- [What is required]:
Copy the listing below from its start up to and including the line with "xmin=313 ymin=268 xmax=321 ymax=284", keeping the requests unchanged. Offset every coordinate in the answers by -30.

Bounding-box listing
****
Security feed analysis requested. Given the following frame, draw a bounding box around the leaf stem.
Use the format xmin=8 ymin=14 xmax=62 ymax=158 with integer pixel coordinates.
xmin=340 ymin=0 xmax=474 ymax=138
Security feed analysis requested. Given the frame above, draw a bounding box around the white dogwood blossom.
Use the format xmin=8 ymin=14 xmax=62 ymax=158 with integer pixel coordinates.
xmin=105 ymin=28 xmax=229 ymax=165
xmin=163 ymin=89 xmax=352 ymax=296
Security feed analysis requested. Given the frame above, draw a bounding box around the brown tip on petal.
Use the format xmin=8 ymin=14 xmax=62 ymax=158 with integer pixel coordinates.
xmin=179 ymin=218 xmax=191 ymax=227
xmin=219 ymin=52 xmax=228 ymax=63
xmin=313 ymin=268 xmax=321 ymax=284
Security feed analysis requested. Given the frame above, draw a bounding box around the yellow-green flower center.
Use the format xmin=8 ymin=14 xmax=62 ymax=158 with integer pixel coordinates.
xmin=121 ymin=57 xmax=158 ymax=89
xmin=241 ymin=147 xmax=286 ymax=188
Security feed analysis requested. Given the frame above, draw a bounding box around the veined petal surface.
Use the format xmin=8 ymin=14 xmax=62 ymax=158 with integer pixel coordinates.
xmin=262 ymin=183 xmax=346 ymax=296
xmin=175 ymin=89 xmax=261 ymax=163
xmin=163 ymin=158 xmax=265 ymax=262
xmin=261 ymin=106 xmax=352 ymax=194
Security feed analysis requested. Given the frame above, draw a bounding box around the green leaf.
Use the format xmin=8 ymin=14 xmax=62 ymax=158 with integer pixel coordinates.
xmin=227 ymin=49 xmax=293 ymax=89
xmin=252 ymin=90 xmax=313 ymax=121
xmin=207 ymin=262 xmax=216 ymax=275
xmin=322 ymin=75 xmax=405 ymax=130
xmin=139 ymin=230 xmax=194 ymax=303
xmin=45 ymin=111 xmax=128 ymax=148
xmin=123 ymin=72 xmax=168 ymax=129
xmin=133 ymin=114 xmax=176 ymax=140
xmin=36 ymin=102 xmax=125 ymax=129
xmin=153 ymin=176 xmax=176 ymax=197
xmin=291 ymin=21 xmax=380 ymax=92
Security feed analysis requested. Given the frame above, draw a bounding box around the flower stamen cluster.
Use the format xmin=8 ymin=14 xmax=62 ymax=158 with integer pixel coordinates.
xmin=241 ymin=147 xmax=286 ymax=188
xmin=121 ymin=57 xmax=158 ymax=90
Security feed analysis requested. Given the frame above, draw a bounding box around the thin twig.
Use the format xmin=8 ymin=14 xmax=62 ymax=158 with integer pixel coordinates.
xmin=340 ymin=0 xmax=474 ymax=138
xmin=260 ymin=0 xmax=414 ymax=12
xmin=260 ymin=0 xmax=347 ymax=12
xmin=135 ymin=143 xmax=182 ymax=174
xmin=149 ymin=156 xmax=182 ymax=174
****
- [Complete output]:
Security feed analysis requested. Given the following frame, draw a bounding box around the leaf stem.
Use the format xmin=8 ymin=14 xmax=62 ymax=158 with integer pixel coordinates.
xmin=310 ymin=-30 xmax=444 ymax=108
Security feed analysis requested. Given the frame above, draw a bounding box around the white dogwood blossom.
Use the format xmin=8 ymin=14 xmax=62 ymax=158 with integer pixel coordinates.
xmin=75 ymin=-2 xmax=199 ymax=135
xmin=133 ymin=59 xmax=322 ymax=266
Security feed analysis requested. Given the frame above, draw a bounding box around the brown tip on petal.
Use the format xmin=8 ymin=14 xmax=62 ymax=158 with integer pixel coordinates.
xmin=149 ymin=188 xmax=161 ymax=197
xmin=189 ymin=22 xmax=198 ymax=33
xmin=283 ymin=238 xmax=291 ymax=254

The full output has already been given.